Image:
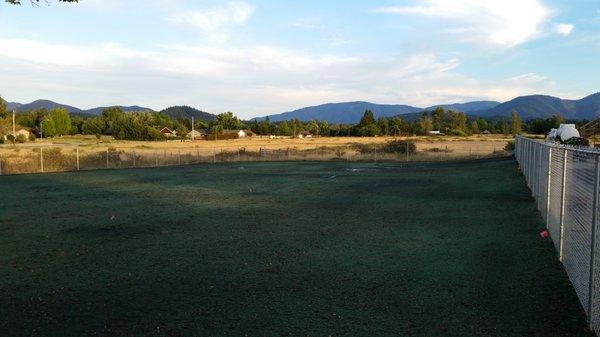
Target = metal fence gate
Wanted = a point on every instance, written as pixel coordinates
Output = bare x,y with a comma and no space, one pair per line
564,181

▶ _Aim of the exercise_: Copy all of the data above line for line, leaving out the pictures.

▶ _Exercise output_:
Image:
Target = metal fence gate
Wanted = a point on every instance, written as pixel coordinates
Output = bare x,y with a comma and no space, one pair per line
564,181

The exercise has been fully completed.